» **TASK STATEMENT**:
Set down exactly the lines from the one containing "negative clicks: (165, 156)" through the end of the records below, both included, and nothing else.

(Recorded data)

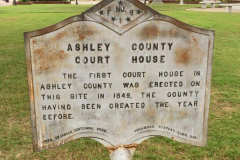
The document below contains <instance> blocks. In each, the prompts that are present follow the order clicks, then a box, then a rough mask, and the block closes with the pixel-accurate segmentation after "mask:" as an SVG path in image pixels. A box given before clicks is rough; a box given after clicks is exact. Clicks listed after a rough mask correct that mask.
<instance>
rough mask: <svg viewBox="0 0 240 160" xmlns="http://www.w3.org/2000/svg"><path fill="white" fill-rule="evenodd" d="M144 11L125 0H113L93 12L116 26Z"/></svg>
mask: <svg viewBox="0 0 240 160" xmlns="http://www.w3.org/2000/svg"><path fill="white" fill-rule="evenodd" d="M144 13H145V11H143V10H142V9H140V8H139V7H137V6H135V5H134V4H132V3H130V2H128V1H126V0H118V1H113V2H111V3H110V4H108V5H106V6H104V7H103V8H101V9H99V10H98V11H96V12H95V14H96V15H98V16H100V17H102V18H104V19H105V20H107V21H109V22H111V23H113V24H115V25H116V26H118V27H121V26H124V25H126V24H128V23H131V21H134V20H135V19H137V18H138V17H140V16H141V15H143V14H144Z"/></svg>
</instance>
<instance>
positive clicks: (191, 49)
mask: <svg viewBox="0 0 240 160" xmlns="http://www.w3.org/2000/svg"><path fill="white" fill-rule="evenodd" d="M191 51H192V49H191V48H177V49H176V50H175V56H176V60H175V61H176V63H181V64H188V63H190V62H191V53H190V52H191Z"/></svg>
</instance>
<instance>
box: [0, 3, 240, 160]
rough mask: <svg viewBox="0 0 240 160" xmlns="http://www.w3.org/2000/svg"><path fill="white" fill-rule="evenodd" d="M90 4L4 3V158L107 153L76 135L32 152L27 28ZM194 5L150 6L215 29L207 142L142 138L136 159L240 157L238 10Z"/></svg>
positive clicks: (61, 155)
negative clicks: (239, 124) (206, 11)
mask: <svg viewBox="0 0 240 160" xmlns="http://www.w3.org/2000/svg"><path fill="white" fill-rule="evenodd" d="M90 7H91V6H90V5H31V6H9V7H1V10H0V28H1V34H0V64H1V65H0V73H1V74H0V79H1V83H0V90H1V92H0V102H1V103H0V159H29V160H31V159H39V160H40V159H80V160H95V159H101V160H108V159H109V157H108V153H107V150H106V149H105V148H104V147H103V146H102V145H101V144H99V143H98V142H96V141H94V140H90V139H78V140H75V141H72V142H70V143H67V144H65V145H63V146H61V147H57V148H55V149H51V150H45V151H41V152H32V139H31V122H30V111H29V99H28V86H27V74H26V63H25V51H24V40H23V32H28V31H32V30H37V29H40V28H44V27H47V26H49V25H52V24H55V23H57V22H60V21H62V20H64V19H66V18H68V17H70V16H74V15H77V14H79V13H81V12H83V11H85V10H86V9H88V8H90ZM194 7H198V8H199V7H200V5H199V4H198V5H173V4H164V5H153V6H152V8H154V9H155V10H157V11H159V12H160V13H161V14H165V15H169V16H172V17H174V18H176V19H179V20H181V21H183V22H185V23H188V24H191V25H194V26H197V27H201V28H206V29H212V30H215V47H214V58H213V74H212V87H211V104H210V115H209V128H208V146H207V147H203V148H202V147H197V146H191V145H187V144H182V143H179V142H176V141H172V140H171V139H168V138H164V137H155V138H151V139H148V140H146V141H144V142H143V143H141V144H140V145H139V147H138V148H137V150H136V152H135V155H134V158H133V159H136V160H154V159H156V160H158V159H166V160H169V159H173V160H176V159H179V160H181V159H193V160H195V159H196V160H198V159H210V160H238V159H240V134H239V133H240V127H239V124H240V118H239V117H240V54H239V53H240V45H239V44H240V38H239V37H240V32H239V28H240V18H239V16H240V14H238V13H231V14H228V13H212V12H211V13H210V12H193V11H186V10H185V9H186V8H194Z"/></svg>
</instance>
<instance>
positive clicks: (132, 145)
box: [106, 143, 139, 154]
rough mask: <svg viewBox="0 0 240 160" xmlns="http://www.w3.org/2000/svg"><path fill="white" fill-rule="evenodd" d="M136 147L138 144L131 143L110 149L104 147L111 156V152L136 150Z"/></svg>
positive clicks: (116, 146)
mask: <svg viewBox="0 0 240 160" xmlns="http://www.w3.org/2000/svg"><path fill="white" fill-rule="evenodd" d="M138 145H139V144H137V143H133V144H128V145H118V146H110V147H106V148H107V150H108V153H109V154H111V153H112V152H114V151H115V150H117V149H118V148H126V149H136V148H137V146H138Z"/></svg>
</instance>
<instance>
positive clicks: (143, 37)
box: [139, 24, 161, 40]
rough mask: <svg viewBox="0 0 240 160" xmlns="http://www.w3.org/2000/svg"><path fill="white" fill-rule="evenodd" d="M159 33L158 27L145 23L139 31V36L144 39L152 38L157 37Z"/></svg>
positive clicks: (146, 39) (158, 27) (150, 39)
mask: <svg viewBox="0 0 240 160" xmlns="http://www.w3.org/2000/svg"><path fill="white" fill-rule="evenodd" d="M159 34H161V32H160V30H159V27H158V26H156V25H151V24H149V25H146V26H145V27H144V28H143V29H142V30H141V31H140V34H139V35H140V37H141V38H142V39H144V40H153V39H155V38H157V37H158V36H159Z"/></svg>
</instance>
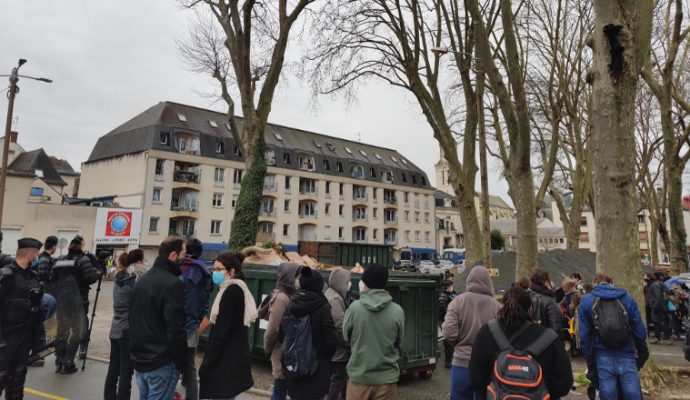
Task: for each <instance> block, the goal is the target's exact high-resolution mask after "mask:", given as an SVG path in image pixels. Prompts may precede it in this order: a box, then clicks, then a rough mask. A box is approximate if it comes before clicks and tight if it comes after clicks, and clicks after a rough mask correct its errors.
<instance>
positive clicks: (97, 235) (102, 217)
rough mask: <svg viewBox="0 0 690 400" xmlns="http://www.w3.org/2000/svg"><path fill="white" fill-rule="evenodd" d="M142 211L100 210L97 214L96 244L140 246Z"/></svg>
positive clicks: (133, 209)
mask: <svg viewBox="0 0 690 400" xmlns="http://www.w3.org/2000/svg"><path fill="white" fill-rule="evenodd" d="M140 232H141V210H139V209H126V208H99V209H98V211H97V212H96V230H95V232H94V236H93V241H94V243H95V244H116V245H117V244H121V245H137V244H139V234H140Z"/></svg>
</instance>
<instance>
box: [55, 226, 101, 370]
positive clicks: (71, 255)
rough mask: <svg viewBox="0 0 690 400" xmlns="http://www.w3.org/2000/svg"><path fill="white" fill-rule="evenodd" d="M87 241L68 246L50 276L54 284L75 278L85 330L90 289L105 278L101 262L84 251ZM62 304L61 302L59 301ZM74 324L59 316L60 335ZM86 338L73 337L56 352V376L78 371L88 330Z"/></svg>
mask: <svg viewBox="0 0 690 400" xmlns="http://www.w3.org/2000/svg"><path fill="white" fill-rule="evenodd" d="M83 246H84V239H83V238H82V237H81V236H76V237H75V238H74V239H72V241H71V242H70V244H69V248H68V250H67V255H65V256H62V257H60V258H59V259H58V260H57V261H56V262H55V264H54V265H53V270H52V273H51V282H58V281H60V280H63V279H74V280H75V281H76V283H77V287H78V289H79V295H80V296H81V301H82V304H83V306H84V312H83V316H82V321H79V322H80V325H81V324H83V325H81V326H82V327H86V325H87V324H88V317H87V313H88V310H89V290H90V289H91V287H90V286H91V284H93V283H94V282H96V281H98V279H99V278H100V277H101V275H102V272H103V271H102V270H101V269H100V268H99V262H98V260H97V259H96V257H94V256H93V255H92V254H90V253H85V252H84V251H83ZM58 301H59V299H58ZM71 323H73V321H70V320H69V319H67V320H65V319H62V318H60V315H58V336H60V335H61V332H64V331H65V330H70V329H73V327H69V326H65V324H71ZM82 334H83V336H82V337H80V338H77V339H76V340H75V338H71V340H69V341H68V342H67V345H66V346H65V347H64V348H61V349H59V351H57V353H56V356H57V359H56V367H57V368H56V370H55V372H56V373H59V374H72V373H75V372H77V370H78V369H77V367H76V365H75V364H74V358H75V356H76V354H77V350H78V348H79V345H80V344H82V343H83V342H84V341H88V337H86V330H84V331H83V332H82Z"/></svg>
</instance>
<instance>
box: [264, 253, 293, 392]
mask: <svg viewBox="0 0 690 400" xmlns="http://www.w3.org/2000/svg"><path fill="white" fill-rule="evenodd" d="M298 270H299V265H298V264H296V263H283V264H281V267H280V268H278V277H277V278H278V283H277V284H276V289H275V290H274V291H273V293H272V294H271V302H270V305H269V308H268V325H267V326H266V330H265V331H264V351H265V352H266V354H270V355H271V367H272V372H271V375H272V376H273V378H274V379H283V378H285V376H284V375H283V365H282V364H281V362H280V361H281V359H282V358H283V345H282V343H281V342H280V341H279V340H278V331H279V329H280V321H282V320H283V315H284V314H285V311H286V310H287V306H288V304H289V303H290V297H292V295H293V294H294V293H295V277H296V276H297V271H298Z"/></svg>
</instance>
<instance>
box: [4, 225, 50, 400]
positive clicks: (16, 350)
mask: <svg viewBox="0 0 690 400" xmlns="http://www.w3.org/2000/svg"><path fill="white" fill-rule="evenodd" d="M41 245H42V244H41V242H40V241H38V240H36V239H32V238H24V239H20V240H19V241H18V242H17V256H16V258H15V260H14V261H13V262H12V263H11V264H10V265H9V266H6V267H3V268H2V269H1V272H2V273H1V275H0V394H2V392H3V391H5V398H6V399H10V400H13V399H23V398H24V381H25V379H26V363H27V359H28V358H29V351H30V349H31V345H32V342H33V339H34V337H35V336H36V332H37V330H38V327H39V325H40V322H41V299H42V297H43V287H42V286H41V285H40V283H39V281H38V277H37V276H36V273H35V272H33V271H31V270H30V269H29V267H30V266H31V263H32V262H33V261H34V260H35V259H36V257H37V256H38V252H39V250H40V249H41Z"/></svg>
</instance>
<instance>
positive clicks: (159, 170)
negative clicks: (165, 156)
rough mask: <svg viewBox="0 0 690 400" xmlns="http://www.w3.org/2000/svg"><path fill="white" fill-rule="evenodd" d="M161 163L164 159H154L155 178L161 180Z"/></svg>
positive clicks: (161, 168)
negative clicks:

» **RESULT**:
negative clicks: (165, 156)
rough mask: <svg viewBox="0 0 690 400" xmlns="http://www.w3.org/2000/svg"><path fill="white" fill-rule="evenodd" d="M161 163L164 159H154L155 178L161 180Z"/></svg>
positive clicks: (161, 168)
negative clicks:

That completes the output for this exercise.